-- GIVEN REQUEST --
Retype all of the records below verbatim, line for line.

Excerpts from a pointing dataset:
◆ ◆ ◆ ◆ ◆

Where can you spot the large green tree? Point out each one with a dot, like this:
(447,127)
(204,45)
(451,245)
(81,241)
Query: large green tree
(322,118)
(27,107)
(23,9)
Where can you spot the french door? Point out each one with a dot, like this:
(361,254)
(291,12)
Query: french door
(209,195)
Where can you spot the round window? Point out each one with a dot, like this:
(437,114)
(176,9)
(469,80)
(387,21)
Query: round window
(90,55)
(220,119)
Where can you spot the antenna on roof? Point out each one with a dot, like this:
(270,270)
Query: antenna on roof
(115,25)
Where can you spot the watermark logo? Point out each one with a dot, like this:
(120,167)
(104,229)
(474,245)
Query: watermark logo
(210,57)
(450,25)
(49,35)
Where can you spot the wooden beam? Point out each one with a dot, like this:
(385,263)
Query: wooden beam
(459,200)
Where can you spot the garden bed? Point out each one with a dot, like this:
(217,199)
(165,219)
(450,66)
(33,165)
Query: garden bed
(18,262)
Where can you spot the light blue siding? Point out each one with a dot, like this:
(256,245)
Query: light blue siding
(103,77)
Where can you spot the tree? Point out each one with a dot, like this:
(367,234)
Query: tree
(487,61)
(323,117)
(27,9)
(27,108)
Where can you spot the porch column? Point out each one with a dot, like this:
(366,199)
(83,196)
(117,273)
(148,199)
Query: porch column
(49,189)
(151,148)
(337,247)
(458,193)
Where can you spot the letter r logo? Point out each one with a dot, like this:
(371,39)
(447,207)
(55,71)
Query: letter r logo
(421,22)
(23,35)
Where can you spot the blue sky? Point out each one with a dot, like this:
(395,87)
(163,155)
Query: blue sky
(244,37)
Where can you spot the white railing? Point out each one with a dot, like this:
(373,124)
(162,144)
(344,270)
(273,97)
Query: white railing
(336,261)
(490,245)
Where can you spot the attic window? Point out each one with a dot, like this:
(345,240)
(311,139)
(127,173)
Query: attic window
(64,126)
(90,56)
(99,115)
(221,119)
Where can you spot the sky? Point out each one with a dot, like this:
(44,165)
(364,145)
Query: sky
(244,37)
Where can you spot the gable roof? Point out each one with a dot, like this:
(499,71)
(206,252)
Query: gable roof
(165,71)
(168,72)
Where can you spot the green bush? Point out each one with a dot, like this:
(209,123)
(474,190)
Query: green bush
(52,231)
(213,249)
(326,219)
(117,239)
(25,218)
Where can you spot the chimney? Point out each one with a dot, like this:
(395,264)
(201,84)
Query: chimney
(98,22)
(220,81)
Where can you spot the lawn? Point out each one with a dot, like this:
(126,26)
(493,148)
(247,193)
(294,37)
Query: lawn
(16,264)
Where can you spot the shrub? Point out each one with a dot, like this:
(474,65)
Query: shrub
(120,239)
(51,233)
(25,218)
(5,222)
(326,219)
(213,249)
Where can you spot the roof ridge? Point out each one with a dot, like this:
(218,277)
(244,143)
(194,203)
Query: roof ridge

◆ ◆ ◆ ◆ ◆

-- RESULT FOR THIS EXERCISE --
Where can you spot the large green tree? Point out each one with a dot, like this:
(447,127)
(204,45)
(451,245)
(81,241)
Query: large green tree
(322,118)
(27,107)
(23,9)
Where can you spot the french door? Point out each one with a dot, like this:
(361,254)
(291,12)
Query: french door
(209,195)
Where can you spot the round window? Point out each one with a dot, like this:
(437,114)
(176,9)
(469,80)
(387,21)
Query: round window
(90,55)
(220,119)
Where can you spot the antenna on roof? Point out each one with a dot, like this:
(270,270)
Query: antenna on roof
(115,25)
Where can you spot the watermark logo? Point out each one with a dot, like this:
(120,167)
(104,229)
(474,245)
Query: watermark logo
(210,57)
(450,25)
(49,35)
Where can you spot the wooden beam? Point out each one with a dot, like this:
(385,263)
Query: wooden beam
(459,200)
Where can you spot the garden bed? Point out each one with a dot, like this:
(217,199)
(165,219)
(450,66)
(33,165)
Query: garden bed
(18,262)
Where can you spot the light blue siding? Point out each one with a dot, like this:
(256,245)
Query: light blue siding
(103,77)
Where can you spot the tree? Point out each one with a dot, like this:
(367,234)
Query: tree
(487,61)
(323,117)
(27,9)
(27,108)
Where can you spot the porch column? Point out each one with a dot, like this:
(366,199)
(83,196)
(117,273)
(148,199)
Query: porch column
(49,189)
(151,148)
(337,247)
(458,193)
Where can you spot the letter r logo? Point out each one with a dot, like this:
(371,39)
(447,207)
(55,71)
Query: letter r logo
(421,22)
(23,35)
Where can you spot the blue sky? Point out each one with a dot, like this:
(395,87)
(163,155)
Query: blue sky
(244,37)
Where can you spot the white railing? Point out each one with a dot, like this:
(373,124)
(162,144)
(344,270)
(273,97)
Query: white railing
(336,261)
(490,245)
Where can you spot the attic window? Point out each one with a dot, like this:
(345,240)
(311,139)
(127,173)
Query: attic window
(64,126)
(90,56)
(99,115)
(221,119)
Where can you spot the sky? Point out each one with a dot, like this:
(44,165)
(364,145)
Query: sky
(244,37)
Where can you spot the gable roof? Point out each one with a dot, like this:
(499,71)
(206,252)
Query: gable roof
(165,71)
(168,72)
Where can you spot the green bush? Point out each one with a dot, like this:
(209,123)
(474,190)
Query: green bush
(52,231)
(213,249)
(326,219)
(117,239)
(25,218)
Where can you spot the chimney? Point out each one with a dot, like this:
(395,264)
(201,84)
Query: chimney
(98,22)
(220,81)
Where can you spot the lawn? Point out each one with a dot, like this:
(126,26)
(493,148)
(247,193)
(294,37)
Query: lawn
(16,264)
Where can you spot the shrub? Point out each one with a dot, like this:
(474,65)
Query: shrub
(120,239)
(51,233)
(25,218)
(5,222)
(326,219)
(213,249)
Where can you spot the roof ridge? Point out each one with a dot, like this:
(218,277)
(244,143)
(194,203)
Query: roof ridge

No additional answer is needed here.